_Brano da leggere:_
----------------------------------------

4.2. Le parti hanno infine scambiato ulteriori memorie, con le quali hanno replicato alle avverse deduzioni, insistendo nelle proprie difese. In particolare, l’appellante ha introdotto inammissibilmente una nuova censura con memoria del 20 settembre 2021 (basata sulla proroga legislativa del PAU, che andrebbe ad aggiungersi agli altri motivi di proroga del termine per presentare istanza di proroga) ed altri nuovi motivi contestualmente alla penultima censura. La società ha infine eccepito la cessazione della materia del contendere per due dei ricorsi di prime cure, deducendo che nelle more del giudizio, rispetto al gravato avvio del procedimento di autotutela, il Comune non avrebbe più adottato (nel termine ex art. 21-nonies) il provvedimento di annullamento d’ufficio.

5. All’udienza del 25 novembre 2021 la causa è stata trattenuta in decisione dal Collegio.

6. Preliminarmente, il Collegio:

a) rileva l’infondatezza dell’eccezione di cessazione della materia del contendere, in ragione dell’infondatezza dell’appello nel merito;

b) ritiene di esaminare direttamente i motivi di censura sollevati nel primo grado del giudizio, essendo gli stessi sostanzialmente e criticamente ribaditi nella presente sede di gravame e costituendo il perimetro invalicabile del thema decidendum ex art. 104 c.p.a. (cfr. Cons. Stato, sez. V n. 5868 del 2015).

7. L’appello è infondato e deve pertanto essere respinto.

8. Con il primo motivo del ricorso r.g. n. 380/2018 la società ricorrente lamenta l’illegittimità del diniego di proroga, vista la tempestività della relativa istanza, perché il termine di inizio lavori andrebbe collocato in data 22 novembre 2011 (giorno di deposito della polizza a garanzia dei lavori da effettuare per la realizzazione delle opere di urbanizzazione) ed il termine di ultimazione lavori in data 15 giugno 2015 (in relazione al quale andrebbe considerato che l’ordinanza sindacale n. 039-A-2008-V del 21 giugno 2008 ha disposto, in Palinuro, la sospensione dei lavori edili nel periodo estivo).

----------------------------------------

_Dati in ingresso:_
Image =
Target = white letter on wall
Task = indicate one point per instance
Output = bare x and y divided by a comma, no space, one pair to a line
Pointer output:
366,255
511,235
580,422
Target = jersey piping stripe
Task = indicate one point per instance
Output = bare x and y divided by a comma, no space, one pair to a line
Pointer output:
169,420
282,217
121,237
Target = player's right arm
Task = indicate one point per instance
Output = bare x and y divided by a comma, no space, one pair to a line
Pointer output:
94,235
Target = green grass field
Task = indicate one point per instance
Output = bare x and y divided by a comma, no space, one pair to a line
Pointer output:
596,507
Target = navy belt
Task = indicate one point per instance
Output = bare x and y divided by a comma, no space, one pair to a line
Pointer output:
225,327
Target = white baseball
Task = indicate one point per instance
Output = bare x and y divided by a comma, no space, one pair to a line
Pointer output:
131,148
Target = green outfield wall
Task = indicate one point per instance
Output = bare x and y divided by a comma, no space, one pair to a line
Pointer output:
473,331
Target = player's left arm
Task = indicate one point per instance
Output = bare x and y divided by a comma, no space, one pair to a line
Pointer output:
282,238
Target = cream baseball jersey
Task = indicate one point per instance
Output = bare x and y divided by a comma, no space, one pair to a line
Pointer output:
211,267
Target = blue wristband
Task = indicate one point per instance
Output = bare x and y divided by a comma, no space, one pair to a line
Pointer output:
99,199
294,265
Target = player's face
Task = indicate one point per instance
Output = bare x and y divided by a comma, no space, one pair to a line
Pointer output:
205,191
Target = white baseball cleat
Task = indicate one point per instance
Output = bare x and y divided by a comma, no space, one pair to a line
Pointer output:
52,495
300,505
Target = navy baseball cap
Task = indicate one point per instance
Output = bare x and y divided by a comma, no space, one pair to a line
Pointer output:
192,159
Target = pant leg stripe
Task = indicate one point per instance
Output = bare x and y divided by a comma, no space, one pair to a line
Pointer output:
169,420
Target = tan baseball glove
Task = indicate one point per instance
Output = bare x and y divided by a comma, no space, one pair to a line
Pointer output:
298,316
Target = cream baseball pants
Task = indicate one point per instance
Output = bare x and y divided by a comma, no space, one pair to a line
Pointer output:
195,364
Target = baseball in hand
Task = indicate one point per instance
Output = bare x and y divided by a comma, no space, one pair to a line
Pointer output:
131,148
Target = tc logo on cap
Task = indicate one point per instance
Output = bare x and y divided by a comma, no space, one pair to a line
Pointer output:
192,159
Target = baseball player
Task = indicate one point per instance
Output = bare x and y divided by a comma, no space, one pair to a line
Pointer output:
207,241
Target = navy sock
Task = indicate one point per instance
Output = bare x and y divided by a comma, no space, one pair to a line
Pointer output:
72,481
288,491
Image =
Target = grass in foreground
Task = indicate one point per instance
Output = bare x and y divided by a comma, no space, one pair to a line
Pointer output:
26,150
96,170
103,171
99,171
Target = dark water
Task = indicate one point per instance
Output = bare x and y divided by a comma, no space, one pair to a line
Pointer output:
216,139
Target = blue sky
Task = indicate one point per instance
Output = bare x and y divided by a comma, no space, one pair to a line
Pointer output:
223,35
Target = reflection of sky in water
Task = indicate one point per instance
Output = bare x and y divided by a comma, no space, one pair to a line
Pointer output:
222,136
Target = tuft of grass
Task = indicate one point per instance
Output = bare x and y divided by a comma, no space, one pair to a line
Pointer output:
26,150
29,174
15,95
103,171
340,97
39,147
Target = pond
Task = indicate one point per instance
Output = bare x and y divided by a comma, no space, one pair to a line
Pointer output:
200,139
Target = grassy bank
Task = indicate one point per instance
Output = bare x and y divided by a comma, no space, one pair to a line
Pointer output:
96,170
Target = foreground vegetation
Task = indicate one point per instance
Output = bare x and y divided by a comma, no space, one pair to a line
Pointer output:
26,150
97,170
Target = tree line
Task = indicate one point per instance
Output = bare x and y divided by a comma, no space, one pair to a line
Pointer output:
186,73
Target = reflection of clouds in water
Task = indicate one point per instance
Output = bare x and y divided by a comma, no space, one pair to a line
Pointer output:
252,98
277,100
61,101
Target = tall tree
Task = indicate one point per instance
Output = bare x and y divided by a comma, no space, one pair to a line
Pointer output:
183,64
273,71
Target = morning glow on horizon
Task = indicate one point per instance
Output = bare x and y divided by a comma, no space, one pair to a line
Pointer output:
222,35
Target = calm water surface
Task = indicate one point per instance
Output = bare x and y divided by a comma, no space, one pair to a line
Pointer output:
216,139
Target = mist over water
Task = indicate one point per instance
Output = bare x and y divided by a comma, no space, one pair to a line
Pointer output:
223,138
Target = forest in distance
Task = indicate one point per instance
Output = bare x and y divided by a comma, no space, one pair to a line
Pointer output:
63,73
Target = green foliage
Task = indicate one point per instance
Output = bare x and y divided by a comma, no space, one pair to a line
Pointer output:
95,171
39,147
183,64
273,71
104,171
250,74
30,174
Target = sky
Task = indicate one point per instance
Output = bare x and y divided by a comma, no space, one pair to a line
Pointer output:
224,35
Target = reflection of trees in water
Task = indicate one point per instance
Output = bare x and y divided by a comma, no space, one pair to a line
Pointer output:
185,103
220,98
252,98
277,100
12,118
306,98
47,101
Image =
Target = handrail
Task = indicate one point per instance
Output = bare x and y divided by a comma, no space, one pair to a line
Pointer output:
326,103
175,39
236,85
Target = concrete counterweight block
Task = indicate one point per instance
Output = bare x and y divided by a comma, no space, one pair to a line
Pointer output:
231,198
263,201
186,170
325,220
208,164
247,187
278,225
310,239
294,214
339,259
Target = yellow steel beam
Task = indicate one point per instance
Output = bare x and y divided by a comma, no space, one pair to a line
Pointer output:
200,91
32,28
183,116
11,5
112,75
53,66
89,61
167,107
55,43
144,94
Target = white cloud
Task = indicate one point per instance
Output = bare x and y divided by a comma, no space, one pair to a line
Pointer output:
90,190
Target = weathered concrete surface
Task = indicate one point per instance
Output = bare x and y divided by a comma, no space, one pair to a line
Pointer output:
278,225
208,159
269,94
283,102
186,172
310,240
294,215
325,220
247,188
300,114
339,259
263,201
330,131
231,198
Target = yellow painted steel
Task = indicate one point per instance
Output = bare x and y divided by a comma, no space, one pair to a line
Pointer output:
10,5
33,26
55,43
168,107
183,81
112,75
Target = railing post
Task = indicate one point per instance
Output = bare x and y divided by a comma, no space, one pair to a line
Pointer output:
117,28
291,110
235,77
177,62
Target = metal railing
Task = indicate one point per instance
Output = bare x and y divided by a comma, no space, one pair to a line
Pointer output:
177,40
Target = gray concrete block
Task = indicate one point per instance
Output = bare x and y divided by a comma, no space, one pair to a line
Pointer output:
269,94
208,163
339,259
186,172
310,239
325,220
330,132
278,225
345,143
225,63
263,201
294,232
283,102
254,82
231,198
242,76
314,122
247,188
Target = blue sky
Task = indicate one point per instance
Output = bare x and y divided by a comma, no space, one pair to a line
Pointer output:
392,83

----------------------------------------

_Compiti ed esercizi:_
a - Trascrivi integralmente il brano sull'appello contro il diniego di proroga, senza alcuna modifica.
b - Individua nei record ogni riga che contiene la stringa "steel" e riportala per intero, tenendo conto di maiuscole e minuscole.
Il brano e i record sono materiali distinti, senza legami tra loro.

_Soluzioni degli esercizi:_
a -
4.2. Le parti hanno infine scambiato ulteriori memorie, con le quali hanno replicato alle avverse deduzioni, insistendo nelle proprie difese. In particolare, l’appellante ha introdotto inammissibilmente una nuova censura con memoria del 20 settembre 2021 (basata sulla proroga legislativa del PAU, che andrebbe ad aggiungersi agli altri motivi di proroga del termine per presentare istanza di proroga) ed altri nuovi motivi contestualmente alla penultima censura. La società ha infine eccepito la cessazione della materia del contendere per due dei ricorsi di prime cure, deducendo che nelle more del giudizio, rispetto al gravato avvio del procedimento di autotutela, il Comune non avrebbe più adottato (nel termine ex art. 21-nonies) il provvedimento di annullamento d’ufficio.

5. All’udienza del 25 novembre 2021 la causa è stata trattenuta in decisione dal Collegio.

6. Preliminarmente, il Collegio:

a) rileva l’infondatezza dell’eccezione di cessazione della materia del contendere, in ragione dell’infondatezza dell’appello nel merito;

b) ritiene di esaminare direttamente i motivi di censura sollevati nel primo grado del giudizio, essendo gli stessi sostanzialmente e criticamente ribaditi nella presente sede di gravame e costituendo il perimetro invalicabile del thema decidendum ex art. 104 c.p.a. (cfr. Cons. Stato, sez. V n. 5868 del 2015).

7. L’appello è infondato e deve pertanto essere respinto.

8. Con il primo motivo del ricorso r.g. n. 380/2018 la società ricorrente lamenta l’illegittimità del diniego di proroga, vista la tempestività della relativa istanza, perché il termine di inizio lavori andrebbe collocato in data 22 novembre 2011 (giorno di deposito della polizza a garanzia dei lavori da effettuare per la realizzazione delle opere di urbanizzazione) ed il termine di ultimazione lavori in data 15 giugno 2015 (in relazione al quale andrebbe considerato che l’ordinanza sindacale n. 039-A-2008-V del 21 giugno 2008 ha disposto, in Palinuro, la sospensione dei lavori edili nel periodo estivo).

b -
Target = yellow steel beam
Target = yellow painted steel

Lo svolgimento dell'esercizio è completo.